== Segment start ==

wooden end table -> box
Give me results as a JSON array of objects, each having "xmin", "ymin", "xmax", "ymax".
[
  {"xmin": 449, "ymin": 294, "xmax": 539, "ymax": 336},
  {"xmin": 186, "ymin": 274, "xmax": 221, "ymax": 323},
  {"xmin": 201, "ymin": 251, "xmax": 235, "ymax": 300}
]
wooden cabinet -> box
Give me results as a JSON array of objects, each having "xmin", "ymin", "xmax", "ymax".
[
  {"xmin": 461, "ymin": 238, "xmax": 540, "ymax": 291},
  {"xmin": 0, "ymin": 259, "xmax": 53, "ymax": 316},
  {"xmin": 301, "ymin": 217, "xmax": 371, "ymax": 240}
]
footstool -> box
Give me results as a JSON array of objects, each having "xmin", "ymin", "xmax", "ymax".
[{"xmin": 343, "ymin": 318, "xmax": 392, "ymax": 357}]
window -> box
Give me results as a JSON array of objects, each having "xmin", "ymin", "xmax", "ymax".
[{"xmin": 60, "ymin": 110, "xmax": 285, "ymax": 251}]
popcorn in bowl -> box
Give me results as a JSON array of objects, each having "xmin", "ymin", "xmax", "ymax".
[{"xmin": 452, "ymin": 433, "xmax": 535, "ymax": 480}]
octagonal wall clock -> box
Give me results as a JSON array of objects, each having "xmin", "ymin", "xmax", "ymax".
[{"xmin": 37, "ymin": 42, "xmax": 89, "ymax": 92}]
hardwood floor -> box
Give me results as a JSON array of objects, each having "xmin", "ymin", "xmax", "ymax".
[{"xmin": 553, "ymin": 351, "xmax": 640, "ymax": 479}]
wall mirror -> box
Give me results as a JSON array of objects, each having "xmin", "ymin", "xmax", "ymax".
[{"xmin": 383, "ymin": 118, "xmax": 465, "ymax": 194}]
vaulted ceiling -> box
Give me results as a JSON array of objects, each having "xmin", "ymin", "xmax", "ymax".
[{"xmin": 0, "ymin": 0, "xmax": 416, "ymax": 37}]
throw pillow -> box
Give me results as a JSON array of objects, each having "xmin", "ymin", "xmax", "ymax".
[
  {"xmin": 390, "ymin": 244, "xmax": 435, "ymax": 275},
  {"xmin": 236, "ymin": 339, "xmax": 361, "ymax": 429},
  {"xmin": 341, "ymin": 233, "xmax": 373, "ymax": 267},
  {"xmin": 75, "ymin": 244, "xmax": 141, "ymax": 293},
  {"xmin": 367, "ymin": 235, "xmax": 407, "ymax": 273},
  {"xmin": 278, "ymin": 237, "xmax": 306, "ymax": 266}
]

== Segment end ==

**Requirement**
In the entries above, some lines hold the string "wooden". Copy each of them.

**Solution**
wooden end table -> box
wooden cabinet -> box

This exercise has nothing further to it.